_TEXTAUSZUG_.
──────────────────────────────
Die Strecke Hinterbrühl nach Venedig bin ich auf zwei Mal gefahren. Eigentlich wollte ich die Strecke in einem Stück 2014 fahren. Das ergab sich dann nicht. Ich fuhr also nur eine Tagesstrecke von der Hinterbrühl nach Bruck an der Mur. Von dort mit dem Zug wieder heim. Erst im April 2015 konnte ich die Strecke weiterführen. Mit dem Zug nach Bruck, meinem letzten Etappenende. Von dort schaffte ich den Rest. Am ersten Tag bis Sankt Lambrecht, wo ich im Stift Sankt Lambrecht nächtigte und liebevoll von Abt Otto betreut wurde. Von hier fuhr Ich dann weiter bis Arnoldstein. In einer Nebenvilla des Gasthauses in Arnoldstein verbrachte ich eine ruhige Nacht und startete mit einem großartigen Frühstück. In Udine wurde ich von der Cousine Theos erwartet. Sie besorgte mir eine nette Pension in der Stadt und den Abend verbrachten wir bei zwei Flaschen Südtiroler Weins.
──────────────────────────────
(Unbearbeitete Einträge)
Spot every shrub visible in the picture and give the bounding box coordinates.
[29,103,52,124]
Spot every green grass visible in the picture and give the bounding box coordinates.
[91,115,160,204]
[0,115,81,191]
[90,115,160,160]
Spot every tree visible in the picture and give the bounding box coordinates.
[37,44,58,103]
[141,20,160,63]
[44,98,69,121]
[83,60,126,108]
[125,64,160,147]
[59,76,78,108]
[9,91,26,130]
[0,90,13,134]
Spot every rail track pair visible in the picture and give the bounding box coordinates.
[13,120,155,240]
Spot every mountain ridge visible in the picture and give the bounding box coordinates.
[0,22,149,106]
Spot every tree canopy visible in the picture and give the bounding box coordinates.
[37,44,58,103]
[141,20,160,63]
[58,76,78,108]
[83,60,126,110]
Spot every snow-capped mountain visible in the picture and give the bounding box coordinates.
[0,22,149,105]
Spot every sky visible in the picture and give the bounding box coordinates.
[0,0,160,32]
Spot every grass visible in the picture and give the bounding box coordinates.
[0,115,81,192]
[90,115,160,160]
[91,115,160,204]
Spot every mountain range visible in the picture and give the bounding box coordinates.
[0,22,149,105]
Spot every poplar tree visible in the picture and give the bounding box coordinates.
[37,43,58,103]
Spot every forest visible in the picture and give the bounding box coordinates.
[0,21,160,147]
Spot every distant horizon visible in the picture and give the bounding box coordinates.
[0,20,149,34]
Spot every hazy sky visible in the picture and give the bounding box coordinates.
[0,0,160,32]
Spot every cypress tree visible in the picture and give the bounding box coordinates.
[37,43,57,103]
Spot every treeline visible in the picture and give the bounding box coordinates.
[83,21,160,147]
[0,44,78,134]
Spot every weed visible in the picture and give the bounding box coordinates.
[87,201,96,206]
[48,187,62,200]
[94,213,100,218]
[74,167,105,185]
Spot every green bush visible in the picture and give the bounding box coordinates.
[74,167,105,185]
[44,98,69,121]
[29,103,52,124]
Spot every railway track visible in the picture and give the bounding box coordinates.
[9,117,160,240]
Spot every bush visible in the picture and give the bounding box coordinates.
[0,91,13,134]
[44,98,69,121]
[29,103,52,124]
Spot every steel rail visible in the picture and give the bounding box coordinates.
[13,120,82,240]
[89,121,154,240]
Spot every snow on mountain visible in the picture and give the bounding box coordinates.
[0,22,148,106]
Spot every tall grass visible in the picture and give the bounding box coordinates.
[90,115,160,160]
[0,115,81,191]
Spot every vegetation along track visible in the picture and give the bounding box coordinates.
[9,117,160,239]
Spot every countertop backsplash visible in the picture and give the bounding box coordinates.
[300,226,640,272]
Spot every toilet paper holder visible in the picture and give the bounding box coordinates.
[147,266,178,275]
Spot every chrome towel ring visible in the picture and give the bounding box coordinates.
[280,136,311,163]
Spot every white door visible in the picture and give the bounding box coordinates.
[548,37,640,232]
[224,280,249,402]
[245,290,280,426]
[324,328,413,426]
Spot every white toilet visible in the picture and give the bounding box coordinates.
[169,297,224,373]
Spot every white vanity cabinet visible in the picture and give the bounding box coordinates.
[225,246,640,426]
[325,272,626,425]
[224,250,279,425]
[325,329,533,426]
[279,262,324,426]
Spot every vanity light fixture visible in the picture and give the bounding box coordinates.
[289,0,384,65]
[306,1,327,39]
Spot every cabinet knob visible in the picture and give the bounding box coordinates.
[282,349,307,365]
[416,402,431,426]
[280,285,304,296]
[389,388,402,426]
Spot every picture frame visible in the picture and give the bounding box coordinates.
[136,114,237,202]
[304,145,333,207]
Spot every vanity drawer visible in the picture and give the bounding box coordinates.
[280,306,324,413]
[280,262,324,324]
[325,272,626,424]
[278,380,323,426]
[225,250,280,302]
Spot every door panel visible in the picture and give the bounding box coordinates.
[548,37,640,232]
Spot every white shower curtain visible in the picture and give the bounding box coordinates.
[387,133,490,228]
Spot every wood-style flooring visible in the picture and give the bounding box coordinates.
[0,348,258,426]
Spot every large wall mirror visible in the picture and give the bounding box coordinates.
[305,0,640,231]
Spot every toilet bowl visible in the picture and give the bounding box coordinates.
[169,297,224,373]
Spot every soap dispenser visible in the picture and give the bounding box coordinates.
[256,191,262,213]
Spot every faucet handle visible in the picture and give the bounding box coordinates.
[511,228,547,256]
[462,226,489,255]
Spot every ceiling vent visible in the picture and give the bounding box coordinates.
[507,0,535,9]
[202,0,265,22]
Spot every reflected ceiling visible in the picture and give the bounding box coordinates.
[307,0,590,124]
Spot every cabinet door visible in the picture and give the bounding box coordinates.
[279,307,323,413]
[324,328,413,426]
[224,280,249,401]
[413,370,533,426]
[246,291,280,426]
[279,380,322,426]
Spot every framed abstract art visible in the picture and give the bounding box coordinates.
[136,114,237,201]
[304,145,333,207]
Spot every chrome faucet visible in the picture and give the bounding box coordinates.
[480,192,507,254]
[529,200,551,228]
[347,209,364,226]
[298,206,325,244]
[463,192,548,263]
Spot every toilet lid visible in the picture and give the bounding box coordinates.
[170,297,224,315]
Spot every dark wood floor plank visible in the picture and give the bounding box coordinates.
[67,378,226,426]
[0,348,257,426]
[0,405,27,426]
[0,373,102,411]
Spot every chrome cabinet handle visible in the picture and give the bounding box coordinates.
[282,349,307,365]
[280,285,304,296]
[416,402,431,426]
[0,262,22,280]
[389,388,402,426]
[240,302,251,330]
──────────────────────────────
_ANWEISUNGEN_.
a – Beantworte mithilfe des Textauszugs diese Fragen:
(i) Bis zu welchem Ort reichte die Tagesstrecke im Jahr 2014?
(ii) Wo wurde nach dem ersten Tag der Weiterfahrt übernachtet?
(iii) Wer wartete in Udine?
b – Übersetze den Satz „In Udine wurde ich von der Cousine Theos erwartet.“ aus dem Textauszug ins Englische.
c – Schreibe den Abschnitt des Textauszugs von „Die Strecke Hinterbrühl“ bis einschließlich „Flaschen Südtiroler Weins.“ neu und ersetze darin „Arnoldstein“ durch „Villach“.
Die Einträge haben mit dem Textauszug nichts zu tun.

_LÖSUNGEN_.
a –
(i) Bis Bruck an der Mur.
(ii) Im Stift Sankt Lambrecht.
(iii) Die Cousine Theos.

b – In Udine, Theo's cousin was waiting for me.

c –
Die Strecke Hinterbrühl nach Venedig bin ich auf zwei Mal gefahren. Eigentlich wollte ich die Strecke in einem Stück 2014 fahren. Das ergab sich dann nicht. Ich fuhr also nur eine Tagesstrecke von der Hinterbrühl nach Bruck an der Mur. Von dort mit dem Zug wieder heim. Erst im April 2015 konnte ich die Strecke weiterführen. Mit dem Zug nach Bruck, meinem letzten Etappenende. Von dort schaffte ich den Rest. Am ersten Tag bis Sankt Lambrecht, wo ich im Stift Sankt Lambrecht nächtigte und liebevoll von Abt Otto betreut wurde. Von hier fuhr Ich dann weiter bis Villach. In einer Nebenvilla des Gasthauses in Villach verbrachte ich eine ruhige Nacht und startete mit einem großartigen Frühstück. In Udine wurde ich von der Cousine Theos erwartet. Sie besorgte mir eine nette Pension in der Stadt und den Abend verbrachten wir bei zwei Flaschen Südtiroler Weins.